● **Assignment**: Transcribe all of the listing exactly.

● **Records to process**:
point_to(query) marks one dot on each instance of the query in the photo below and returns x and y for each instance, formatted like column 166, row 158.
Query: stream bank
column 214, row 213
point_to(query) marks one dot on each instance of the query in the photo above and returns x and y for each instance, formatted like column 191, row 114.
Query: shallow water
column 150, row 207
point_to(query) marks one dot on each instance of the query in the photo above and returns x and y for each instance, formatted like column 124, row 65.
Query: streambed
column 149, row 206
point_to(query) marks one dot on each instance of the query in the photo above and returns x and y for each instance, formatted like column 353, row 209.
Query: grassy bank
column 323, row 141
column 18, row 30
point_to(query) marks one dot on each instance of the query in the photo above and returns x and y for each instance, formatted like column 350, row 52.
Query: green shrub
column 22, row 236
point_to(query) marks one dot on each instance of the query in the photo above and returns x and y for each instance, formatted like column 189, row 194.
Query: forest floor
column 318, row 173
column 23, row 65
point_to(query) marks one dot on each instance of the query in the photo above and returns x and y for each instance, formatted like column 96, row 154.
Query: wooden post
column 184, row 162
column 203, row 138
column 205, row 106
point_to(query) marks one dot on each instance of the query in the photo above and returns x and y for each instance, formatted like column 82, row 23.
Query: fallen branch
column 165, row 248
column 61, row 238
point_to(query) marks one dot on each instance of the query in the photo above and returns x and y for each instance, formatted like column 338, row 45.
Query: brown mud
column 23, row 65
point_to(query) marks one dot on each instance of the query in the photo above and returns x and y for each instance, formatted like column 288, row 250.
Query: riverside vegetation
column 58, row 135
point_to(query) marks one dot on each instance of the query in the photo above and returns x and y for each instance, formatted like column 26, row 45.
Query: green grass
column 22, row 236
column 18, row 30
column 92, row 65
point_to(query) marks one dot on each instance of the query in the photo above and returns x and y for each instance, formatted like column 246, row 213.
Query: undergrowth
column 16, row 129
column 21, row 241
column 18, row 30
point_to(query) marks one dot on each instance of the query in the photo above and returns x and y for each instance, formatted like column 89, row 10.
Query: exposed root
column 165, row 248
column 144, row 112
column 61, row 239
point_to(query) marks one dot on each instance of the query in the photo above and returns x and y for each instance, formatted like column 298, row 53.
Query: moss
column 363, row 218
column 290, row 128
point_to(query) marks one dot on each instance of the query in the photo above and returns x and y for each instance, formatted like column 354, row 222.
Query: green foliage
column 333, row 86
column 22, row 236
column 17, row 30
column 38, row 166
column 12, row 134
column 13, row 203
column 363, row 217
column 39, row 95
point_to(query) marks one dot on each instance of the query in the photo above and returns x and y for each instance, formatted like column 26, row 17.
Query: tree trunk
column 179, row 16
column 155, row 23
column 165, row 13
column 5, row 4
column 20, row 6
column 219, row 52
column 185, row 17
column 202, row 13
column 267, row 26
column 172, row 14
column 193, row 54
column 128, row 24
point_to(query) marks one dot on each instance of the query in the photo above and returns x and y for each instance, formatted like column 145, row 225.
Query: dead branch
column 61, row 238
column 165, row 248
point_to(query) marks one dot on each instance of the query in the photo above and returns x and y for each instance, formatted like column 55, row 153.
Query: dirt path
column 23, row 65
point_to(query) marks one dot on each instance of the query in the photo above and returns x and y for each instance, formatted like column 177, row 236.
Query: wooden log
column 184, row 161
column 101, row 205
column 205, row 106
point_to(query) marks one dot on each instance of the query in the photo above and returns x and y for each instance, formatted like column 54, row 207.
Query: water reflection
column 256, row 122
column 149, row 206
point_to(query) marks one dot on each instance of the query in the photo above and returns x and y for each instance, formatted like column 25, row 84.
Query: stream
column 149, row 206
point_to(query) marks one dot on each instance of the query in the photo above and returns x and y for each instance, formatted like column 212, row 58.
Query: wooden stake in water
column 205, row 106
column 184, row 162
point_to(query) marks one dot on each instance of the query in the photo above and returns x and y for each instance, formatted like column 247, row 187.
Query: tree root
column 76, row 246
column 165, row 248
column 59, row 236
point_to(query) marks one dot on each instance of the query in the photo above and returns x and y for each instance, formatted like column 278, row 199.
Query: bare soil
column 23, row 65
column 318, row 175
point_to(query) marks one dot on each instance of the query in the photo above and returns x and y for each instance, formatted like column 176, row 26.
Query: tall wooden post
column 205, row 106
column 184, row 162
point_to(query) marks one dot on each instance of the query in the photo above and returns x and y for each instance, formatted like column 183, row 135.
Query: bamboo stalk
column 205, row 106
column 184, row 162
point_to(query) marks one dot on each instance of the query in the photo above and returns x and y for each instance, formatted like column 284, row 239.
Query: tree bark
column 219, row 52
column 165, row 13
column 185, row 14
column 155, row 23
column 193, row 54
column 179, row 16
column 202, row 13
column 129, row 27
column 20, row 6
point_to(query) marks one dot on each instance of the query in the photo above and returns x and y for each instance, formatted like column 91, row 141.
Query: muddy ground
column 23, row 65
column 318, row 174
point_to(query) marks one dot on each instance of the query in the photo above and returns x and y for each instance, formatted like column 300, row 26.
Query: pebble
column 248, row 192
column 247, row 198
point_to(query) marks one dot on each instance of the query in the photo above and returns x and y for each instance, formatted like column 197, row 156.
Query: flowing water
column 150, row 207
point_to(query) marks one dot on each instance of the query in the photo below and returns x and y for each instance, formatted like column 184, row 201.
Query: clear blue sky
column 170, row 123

● **Exercise solution**:
point_to(query) marks one dot on each instance of the query in the photo below and returns x and y for each instance, formatted like column 166, row 158.
Query: stream bank
column 214, row 213
point_to(query) marks one dot on each instance of the query in the photo above and returns x and y for each instance, formatted like column 191, row 114.
Query: shallow water
column 150, row 207
point_to(query) marks one dot on each instance of the query in the photo above and returns x and y for each instance, formatted like column 124, row 65.
Query: streambed
column 149, row 206
point_to(query) marks one dot on each instance of the query in the photo above and returns x and y for each instance, formatted like column 353, row 209.
Query: grassy bank
column 323, row 141
column 18, row 30
point_to(query) marks one dot on each instance of the query in the photo above and returns x and y for each instance, formatted like column 350, row 52.
Query: green shrub
column 22, row 236
point_to(query) marks one dot on each instance of the query in the photo above and returns x and y for each instance, formatted like column 189, row 194.
Query: forest floor
column 318, row 173
column 23, row 65
point_to(query) marks one dot on each instance of the query in the photo above and returns x and y for each instance, formatted like column 96, row 154.
Query: wooden post
column 184, row 162
column 203, row 138
column 205, row 106
point_to(query) marks one dot on each instance of the query in the photo above and returns x and y for each instance, formatted like column 82, row 23.
Query: fallen branch
column 165, row 248
column 61, row 238
point_to(query) marks one dot on each instance of the query in the photo above and returns x and y for each instance, formatted like column 338, row 45.
Query: brown mud
column 23, row 65
point_to(query) marks one dot on each instance of the query in the photo above and returns x and y for each instance, formatted like column 288, row 250.
Query: riverside vegetation
column 58, row 135
point_to(query) marks one dot on each instance of the query in the photo above and returns x and y for each instance, formatted like column 26, row 45.
Query: green grass
column 22, row 236
column 18, row 30
column 92, row 65
point_to(query) marks one dot on each instance of the query in the photo above and returns x and y for each instance, formatted like column 246, row 213.
Query: undergrowth
column 16, row 129
column 21, row 241
column 18, row 30
point_to(query) marks one dot on each instance of the query in the photo above and returns x and y for each instance, formatted like column 89, row 10.
Query: exposed root
column 165, row 248
column 144, row 112
column 61, row 239
point_to(query) marks one dot on each instance of the query in the photo above and returns x and y for each instance, formatted like column 298, row 53.
Query: moss
column 363, row 218
column 290, row 128
point_to(query) marks one dot on each instance of the query in the photo above and returns x and y for each instance, formatted like column 354, row 222.
Query: green foliage
column 333, row 86
column 22, row 236
column 17, row 30
column 38, row 166
column 12, row 134
column 13, row 203
column 363, row 217
column 39, row 95
point_to(query) marks one dot on each instance of the query in the photo above and returns x and y for each instance, formatted like column 26, row 17.
Query: tree trunk
column 179, row 16
column 155, row 23
column 165, row 13
column 5, row 4
column 20, row 6
column 219, row 52
column 185, row 17
column 202, row 13
column 267, row 26
column 172, row 14
column 193, row 54
column 128, row 24
point_to(query) marks one dot on each instance of the query in the photo above and returns x and y for each instance, formatted like column 145, row 225.
Query: dead branch
column 61, row 238
column 165, row 248
point_to(query) marks one dot on each instance of the query in the photo above and returns x and y for each instance, formatted like column 55, row 153.
Query: dirt path
column 23, row 65
point_to(query) marks one dot on each instance of the query in the photo above and returns x and y for each instance, formatted like column 177, row 236.
Query: wooden log
column 184, row 161
column 101, row 205
column 205, row 106
point_to(query) marks one dot on each instance of the query in the photo above and returns x and y for each instance, formatted like column 54, row 207.
Query: water reflection
column 256, row 122
column 149, row 206
point_to(query) marks one dot on each instance of the query in the photo above and returns x and y for each instance, formatted like column 25, row 84.
Query: stream
column 149, row 206
point_to(query) marks one dot on each instance of the query in the photo above and returns x and y for each instance, formatted like column 212, row 58.
Query: wooden stake in water
column 205, row 106
column 184, row 162
point_to(query) marks one dot on each instance of the query in the photo above and returns x and y for each instance, formatted like column 247, row 187.
Query: tree root
column 76, row 246
column 165, row 248
column 59, row 236
point_to(query) marks one dot on each instance of the query in the photo above and returns x and y for each instance, formatted like column 278, row 199.
Query: bare soil
column 23, row 65
column 318, row 175
point_to(query) marks one dot on each instance of the query in the photo above and returns x and y for each instance, formatted like column 176, row 26.
Query: tall wooden post
column 205, row 106
column 184, row 162
point_to(query) marks one dot on each instance of the query in the photo above and returns x and y for each instance, formatted like column 183, row 135.
Query: bamboo stalk
column 205, row 106
column 184, row 162
point_to(query) marks one dot on each instance of the query in the photo above and returns x and y for each instance, formatted like column 284, row 239.
Query: tree bark
column 219, row 52
column 165, row 13
column 185, row 14
column 155, row 23
column 193, row 54
column 179, row 16
column 202, row 13
column 129, row 27
column 20, row 6
point_to(query) marks one dot on each instance of the query in the photo above and returns x and y for each instance, formatted like column 91, row 141.
Query: muddy ground
column 23, row 65
column 318, row 174
point_to(query) marks one dot on each instance of the query in the photo above and returns x and y for each instance, formatted like column 300, row 26.
Query: pebble
column 248, row 192
column 247, row 198
point_to(query) marks one dot on each instance of the query in the photo above and returns x and y for each instance, formatted like column 197, row 156.
Query: flowing water
column 150, row 207
point_to(query) marks one dot on each instance of the query in the photo below and returns x and y for each instance, formatted like column 184, row 201.
Query: clear blue sky
column 170, row 123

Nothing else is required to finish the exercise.